| ESERCIZIO A |
Trascrivi senza alcuna modifica le righe dei record che vanno dalla riga con "Exercise. Pick out the paver" alla riga con "pixel 291 137", estremi inclusi.

| BRANO |
------------------------------------------------
Stupisce però, come sopra accennavo, che ancor oggi passi praticamente sotto silenzio il contributo fondamentale che il pensiero di Marshall McLuhan ebbe a rendere al nostro paese in uno dei frangenti più tragici della sua storia. Il 19 febbraio del 1978, intervistato da un giornalista de “Il Tempo” di Roma, egli suggerì ai nostri governanti una soluzione clamorosa per sconfiggere il terrorismo. Gino Agnese, già direttore di “MassMedia”, una delle riviste più autorevoli e specializzate nel settore della massmediologia, così ricorderà quello scoop. “L’intervista fece veramente molto rumore. McLuhan disse: 'Bisogna staccare la spina!'. Voleva dire: bisogna togliere la comunicazione e cioè non diffondere i messaggi terroristici, ossia bisogna fare silenzio sul terrorismo. Sarà l’unico modo per spegnerlo. Però ricordo che il quotidiano, dopo quell’intervista, ospitò un dibattito in cui io intervenni muovendo a McLuhan l’obiezione che l’uomo elettrico, come egli lo definiva, non poteva essere privato della corrente. Non si può togliere la spina all’uomo elettrico di oggi, nella società della comunicazione. La società della comunicazione non può essere annullata con un decreto: è impossibile.”
------------------------------------------------
| ESERCIZIO B |
Elenca tutti i nomi propri di persone, luoghi e testate giornalistiche che compaiono nel brano su McLuhan, ciascuno una sola volta.

| DATI PER L'ESERCIZIO |
------------------------------------------------
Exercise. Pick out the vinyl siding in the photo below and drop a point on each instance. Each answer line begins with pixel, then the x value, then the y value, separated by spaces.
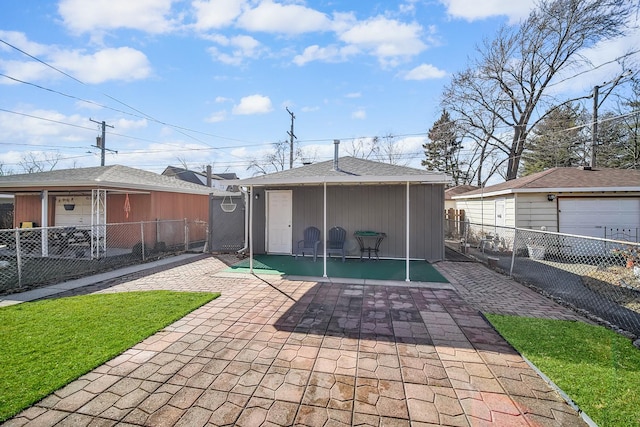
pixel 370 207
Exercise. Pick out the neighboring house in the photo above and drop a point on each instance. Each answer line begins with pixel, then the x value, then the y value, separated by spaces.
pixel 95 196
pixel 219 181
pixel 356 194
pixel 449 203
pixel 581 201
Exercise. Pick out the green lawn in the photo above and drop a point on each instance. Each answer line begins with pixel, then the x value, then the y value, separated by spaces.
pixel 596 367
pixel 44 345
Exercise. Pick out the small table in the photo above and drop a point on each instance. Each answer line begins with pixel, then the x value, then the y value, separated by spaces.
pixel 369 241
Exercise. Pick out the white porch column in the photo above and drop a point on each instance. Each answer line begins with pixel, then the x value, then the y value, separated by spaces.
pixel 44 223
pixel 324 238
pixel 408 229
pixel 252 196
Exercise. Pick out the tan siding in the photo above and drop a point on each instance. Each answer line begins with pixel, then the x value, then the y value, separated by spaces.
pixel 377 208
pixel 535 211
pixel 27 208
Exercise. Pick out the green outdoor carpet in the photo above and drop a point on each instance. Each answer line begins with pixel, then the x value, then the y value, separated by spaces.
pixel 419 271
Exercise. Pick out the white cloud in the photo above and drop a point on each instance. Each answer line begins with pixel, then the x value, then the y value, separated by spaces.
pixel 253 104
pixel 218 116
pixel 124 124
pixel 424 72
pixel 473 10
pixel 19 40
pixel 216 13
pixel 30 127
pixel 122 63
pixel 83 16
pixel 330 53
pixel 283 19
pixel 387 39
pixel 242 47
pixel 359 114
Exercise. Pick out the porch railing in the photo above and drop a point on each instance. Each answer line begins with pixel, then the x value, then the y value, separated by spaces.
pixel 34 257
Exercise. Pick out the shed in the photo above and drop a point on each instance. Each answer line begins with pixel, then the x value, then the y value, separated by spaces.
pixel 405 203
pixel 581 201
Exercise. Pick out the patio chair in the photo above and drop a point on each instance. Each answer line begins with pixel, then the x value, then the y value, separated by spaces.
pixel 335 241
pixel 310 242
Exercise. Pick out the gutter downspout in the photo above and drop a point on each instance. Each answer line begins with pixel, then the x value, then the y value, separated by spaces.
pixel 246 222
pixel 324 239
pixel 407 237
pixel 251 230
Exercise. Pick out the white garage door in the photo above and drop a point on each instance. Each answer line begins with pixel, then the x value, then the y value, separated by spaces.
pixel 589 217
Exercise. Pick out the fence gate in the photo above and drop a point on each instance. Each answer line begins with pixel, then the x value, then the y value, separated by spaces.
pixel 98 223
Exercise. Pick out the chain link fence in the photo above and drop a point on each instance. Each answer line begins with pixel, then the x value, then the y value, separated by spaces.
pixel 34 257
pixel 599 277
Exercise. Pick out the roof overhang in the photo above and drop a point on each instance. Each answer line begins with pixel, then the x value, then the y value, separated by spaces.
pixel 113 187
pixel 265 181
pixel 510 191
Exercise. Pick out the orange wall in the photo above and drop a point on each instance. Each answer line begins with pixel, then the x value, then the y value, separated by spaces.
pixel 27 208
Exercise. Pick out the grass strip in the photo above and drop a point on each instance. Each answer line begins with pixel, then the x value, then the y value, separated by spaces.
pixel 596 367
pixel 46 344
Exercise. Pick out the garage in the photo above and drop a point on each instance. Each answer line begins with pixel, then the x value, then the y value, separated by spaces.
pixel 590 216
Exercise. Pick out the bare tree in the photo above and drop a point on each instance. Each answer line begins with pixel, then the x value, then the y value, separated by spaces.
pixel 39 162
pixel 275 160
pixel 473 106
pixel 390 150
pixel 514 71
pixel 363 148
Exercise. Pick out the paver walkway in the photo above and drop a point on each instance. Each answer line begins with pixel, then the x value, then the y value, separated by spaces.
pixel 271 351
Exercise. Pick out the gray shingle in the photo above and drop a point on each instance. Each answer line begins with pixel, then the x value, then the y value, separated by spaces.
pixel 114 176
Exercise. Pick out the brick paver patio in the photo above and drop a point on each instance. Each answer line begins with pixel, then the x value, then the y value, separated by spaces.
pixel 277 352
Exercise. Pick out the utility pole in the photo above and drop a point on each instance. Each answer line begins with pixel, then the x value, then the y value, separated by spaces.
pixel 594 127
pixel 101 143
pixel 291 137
------------------------------------------------
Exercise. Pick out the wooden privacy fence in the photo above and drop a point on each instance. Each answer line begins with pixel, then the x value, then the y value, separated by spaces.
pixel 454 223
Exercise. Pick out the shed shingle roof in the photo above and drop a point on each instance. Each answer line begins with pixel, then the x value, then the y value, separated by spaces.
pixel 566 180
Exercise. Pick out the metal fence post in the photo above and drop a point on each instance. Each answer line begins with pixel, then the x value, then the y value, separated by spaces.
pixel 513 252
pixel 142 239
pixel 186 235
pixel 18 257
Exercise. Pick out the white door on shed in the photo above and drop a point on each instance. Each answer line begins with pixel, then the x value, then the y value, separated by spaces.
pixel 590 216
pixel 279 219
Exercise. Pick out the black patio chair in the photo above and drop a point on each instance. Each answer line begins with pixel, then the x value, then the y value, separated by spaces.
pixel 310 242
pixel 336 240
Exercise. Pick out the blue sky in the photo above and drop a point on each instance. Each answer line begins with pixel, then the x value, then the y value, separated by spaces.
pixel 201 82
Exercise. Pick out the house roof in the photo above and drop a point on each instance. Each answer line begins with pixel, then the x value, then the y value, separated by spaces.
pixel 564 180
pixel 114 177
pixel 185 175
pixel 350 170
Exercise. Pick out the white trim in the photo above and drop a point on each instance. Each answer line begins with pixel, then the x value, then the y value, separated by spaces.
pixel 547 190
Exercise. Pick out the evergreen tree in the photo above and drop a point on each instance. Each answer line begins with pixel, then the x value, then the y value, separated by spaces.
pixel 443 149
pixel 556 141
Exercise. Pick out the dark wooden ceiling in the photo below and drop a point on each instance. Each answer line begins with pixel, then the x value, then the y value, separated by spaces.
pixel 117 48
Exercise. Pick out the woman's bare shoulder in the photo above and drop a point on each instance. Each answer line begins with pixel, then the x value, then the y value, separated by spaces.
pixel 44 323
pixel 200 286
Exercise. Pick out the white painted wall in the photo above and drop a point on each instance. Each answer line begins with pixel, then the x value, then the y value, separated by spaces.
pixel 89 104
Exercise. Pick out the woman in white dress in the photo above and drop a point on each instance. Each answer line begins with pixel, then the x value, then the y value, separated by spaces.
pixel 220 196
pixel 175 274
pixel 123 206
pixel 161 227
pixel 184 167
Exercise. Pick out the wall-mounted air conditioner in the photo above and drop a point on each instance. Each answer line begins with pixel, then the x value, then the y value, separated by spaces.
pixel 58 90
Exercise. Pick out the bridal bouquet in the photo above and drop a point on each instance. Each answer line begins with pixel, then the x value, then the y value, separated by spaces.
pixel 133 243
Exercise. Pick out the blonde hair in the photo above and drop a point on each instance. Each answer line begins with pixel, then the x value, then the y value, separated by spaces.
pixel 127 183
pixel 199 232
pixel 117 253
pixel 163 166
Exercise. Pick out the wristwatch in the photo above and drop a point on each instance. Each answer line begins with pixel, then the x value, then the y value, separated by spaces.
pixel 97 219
------------------------------------------------
| RISPOSTA COMPLETA A |
Exercise. Pick out the paver walkway in the photo above and drop a point on each instance. Each answer line begins with pixel, then the x value, then the y value, separated by spaces.
pixel 271 351
Exercise. Pick out the gray shingle in the photo above and drop a point on each instance. Each answer line begins with pixel, then the x value, then the y value, separated by spaces.
pixel 114 176
Exercise. Pick out the brick paver patio in the photo above and drop a point on each instance. Each answer line begins with pixel, then the x value, then the y value, separated by spaces.
pixel 277 352
Exercise. Pick out the utility pole in the photo above and drop a point on each instance. Each answer line begins with pixel, then the x value, then the y value, separated by spaces.
pixel 594 127
pixel 101 143
pixel 291 137

| RISPOSTA COMPLETA B |
- Marshall McLuhan
- Il Tempo
- Roma
- Gino Agnese
- MassMedia